■ Page extract
______

Chris Jordan: Melting the Ice in the Heart

Raise your Voice (2010): Midway – Message from the Gyre (2009) / Chris Jordan (Photo credit: Ars Electronica)
In a talk on April 9, 2013 at Pacifica Graduate Institute, I swiftly took notes while artist Chris Jordan spoke about how to present the magnitude of trash that we produce in such a way that the scale of consumption and refuse has meaning enough to transform our individual and cultural practices. (View videos and art and read Part 1 here.)
The following day in class and then at our EcoDreamers meeting, Ed Casey spoke about how Chris Jordan is practicing phenomenology. (A few days later, I got to thinking how haiku poets are also phenomenological. I’d already been thinking about how wine blogging is phenomenological.)
A lawyer by training and a photographer by passion, Chris Jordan’s work makes visible the unconscious behaviors that lead to unconscious yet conspicuous consumption. By making the unconscious visible, through this visibility, he makes it part of our consciousness.

______

Rows of box annotation data
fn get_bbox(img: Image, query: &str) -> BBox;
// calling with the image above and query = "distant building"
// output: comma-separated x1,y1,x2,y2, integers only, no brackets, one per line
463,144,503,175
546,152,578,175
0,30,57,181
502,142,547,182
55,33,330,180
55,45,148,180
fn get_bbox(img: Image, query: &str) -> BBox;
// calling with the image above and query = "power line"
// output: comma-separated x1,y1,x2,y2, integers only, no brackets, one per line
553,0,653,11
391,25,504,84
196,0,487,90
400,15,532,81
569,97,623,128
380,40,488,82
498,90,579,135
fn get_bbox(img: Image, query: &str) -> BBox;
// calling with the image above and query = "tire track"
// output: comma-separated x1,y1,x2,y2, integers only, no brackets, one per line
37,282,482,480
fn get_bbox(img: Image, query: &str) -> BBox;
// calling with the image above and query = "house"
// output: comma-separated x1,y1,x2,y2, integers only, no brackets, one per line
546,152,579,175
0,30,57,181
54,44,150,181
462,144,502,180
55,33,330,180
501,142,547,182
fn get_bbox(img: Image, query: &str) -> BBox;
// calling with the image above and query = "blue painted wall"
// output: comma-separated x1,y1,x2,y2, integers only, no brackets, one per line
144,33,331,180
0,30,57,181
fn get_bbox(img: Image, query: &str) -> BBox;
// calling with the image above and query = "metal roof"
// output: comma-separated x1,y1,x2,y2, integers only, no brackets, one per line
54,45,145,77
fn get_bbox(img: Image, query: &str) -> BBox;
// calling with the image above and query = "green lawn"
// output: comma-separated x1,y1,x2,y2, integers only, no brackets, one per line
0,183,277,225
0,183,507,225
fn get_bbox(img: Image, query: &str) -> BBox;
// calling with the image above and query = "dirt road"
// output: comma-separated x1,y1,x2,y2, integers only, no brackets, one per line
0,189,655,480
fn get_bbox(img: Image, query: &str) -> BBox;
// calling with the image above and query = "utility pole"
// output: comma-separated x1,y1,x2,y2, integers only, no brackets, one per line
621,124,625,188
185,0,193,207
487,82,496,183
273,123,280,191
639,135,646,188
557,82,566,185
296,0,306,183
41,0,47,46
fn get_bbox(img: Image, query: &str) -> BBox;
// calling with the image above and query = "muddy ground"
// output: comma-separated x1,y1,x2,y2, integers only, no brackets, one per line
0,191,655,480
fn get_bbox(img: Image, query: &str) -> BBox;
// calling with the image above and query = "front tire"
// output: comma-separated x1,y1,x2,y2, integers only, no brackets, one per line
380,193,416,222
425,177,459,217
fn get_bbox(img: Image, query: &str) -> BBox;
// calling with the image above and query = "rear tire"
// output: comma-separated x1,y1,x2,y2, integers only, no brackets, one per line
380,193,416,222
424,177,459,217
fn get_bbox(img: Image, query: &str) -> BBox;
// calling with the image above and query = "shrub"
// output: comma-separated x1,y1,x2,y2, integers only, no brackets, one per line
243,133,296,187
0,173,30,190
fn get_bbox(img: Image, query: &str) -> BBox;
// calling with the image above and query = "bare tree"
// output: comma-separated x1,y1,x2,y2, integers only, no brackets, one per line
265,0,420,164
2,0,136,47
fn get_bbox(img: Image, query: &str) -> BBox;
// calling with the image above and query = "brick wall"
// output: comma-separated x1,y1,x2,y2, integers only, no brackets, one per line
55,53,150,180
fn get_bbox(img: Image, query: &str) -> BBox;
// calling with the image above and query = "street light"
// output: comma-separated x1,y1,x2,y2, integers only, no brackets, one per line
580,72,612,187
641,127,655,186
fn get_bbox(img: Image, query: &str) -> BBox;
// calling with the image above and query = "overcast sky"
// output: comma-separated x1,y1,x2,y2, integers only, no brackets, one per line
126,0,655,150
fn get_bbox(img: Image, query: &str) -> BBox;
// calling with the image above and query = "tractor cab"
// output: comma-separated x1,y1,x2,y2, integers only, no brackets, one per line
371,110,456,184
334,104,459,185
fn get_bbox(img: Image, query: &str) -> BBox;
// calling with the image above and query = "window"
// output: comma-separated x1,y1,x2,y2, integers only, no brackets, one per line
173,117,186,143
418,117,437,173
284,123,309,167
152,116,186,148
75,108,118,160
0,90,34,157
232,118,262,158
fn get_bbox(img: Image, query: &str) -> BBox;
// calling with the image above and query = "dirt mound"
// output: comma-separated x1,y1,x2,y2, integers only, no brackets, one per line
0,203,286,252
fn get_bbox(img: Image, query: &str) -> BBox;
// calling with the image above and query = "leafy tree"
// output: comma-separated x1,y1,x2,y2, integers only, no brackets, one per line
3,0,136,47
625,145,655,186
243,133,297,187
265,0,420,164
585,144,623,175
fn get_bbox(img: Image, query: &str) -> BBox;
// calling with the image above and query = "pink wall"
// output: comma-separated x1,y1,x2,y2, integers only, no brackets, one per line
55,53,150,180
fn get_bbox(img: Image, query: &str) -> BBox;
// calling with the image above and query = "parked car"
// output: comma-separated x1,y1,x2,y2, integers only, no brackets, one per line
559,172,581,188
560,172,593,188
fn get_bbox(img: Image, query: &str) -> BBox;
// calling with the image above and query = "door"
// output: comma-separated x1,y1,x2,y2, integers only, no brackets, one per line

______

■ Exercise prompt
Please write the next part of the piece on Chris Jordan's talk, picking up after its last sentence.

■ Reply
Once we are conscious, there is the possibility of transformation. For example, in this image “Whale, 2011″ ( 44×82”, based on a photograph by Bryant Austin) Jordan depicts 50,000 plastic bags which is equal to the estimated number of pieces of floating plastic in every square mile in the world’s oceans. In his talk, Jordan told us that if you take a net through most of the world’s oceans, you will collect more plastic than you will biomass. Scroll down for a close-up of the eye–you can see the bags. Or go to his website where you can zoom in or out.)
In his 2008 TED Talk, and in his presentation at Pacifica, Jordan emphasized that his art simply depicts specific examples of ways he is turning abstract numbers about the impact of our consumption or our lifestyle choices or other issues that concern him into artistic representations that evoke meaning that will create in the observe a desire to bring about change because otherwise, in our lifetimes, all the fish we know the names of will be commercially extinct; all the charismatic megafauna (tigers, bears, wolves, elephants, rhinos) are on their way out.
Jordan’s question is not just how do we comprehend these issues through these numbers, but how do we feel it? This led to a series he called “Running the Numbers” which he said proved ultimately to be dissatisfying: these artworks further made the numbers abstract. For example, to depict that there are only 3200 tigers left in the world and that in 1979 there were 40,000, he made an image that showed place those 3200 tigers around the edge of the middle, like a picture frame–with a big empty place where those other tigers should be. But this wasn’t enough. Something was missing–and not just the tigers.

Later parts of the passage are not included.